Saved data entries:
────────────────────

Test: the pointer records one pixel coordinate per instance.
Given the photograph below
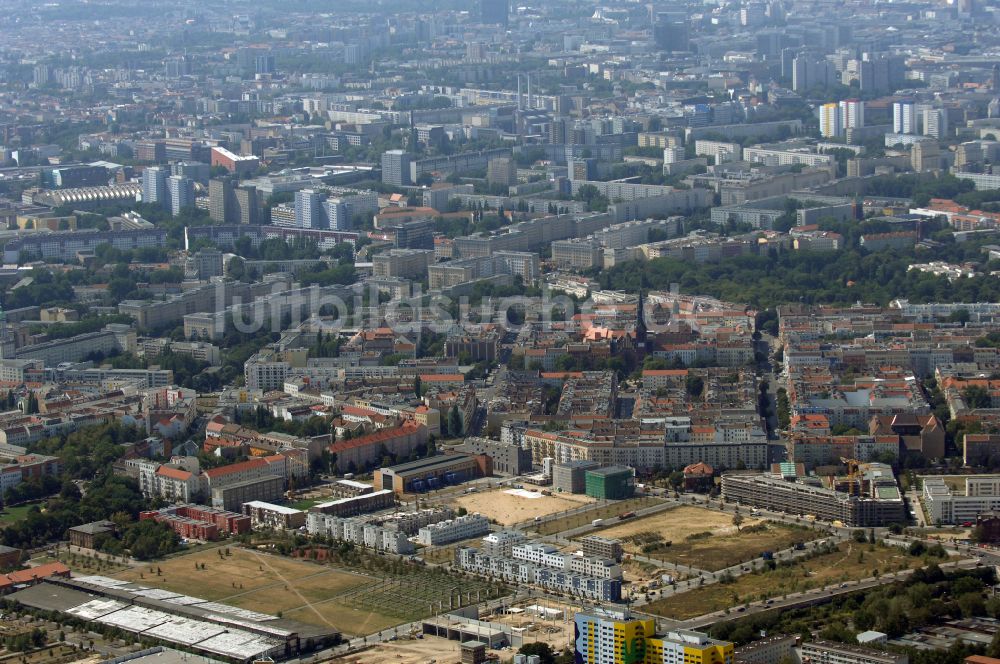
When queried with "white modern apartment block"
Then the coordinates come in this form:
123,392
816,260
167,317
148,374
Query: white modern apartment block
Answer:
524,572
501,544
904,117
549,556
356,531
453,530
944,505
721,151
852,113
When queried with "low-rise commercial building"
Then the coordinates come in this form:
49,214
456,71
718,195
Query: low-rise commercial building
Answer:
828,652
879,503
277,517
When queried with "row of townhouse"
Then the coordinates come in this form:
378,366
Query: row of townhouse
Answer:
523,572
453,530
722,446
20,466
549,556
356,531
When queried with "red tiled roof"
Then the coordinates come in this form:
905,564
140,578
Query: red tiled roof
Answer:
33,574
173,473
235,467
376,437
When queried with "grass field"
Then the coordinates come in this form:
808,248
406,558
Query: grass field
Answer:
704,539
83,564
262,582
850,562
14,514
313,593
508,509
603,511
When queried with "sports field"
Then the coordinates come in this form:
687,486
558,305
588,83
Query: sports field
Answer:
257,581
356,604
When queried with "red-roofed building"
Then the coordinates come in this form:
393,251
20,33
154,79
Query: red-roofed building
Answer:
251,469
698,477
32,576
369,449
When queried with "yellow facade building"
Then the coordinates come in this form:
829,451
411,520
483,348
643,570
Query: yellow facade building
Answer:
609,637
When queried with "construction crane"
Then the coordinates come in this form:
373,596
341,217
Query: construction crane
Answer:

────────────────────

Your instructions ▸ Would you transcribe all of the data exactly, apart from its pictures?

Task solution ▸
Test: the pointer records one pixel coordinate per instance.
Given the photograph below
When queried with "white modern apartment block"
Then the coordinates come in this form:
123,392
816,260
167,317
148,374
Query: white modern apartment block
Answer:
524,572
501,544
904,117
549,556
356,531
453,530
944,505
721,151
852,113
When queried with "low-rise commercial building"
Then the coordinates come in this form:
49,214
456,71
718,195
Query: low-rise commercial building
Answer:
828,652
879,503
277,517
When queried with "row of townhouse"
Then the coordinates come in this form:
378,366
Query: row of townhouse
Answer:
523,572
453,530
722,446
20,466
549,556
356,531
When queried with "red tiled roof"
Then the coordinates come in this form:
905,564
140,578
Query: red tiled roof
Answer:
33,574
173,473
235,467
376,437
When queried with "grass field"
Then the coordinates come in this form:
808,248
406,558
Query: grass field
Answer:
704,539
83,564
262,582
850,562
14,514
313,593
508,509
603,511
When queried with "sports field"
Then the coordinates come in this form:
687,486
558,305
588,83
Query: sports field
Answer:
257,581
356,604
When queried with "red-roofed building"
Then the coordinates come in this form:
393,251
20,33
154,79
Query: red-roofed building
Answer:
251,469
698,477
32,576
369,449
When queried with "yellow facade building"
Then the coordinates come in this form:
829,451
411,520
483,348
643,570
Query: yellow facade building
Answer:
609,637
When queried with "construction crane"
Then the coordinates come in this form:
373,596
341,217
Query: construction crane
Answer:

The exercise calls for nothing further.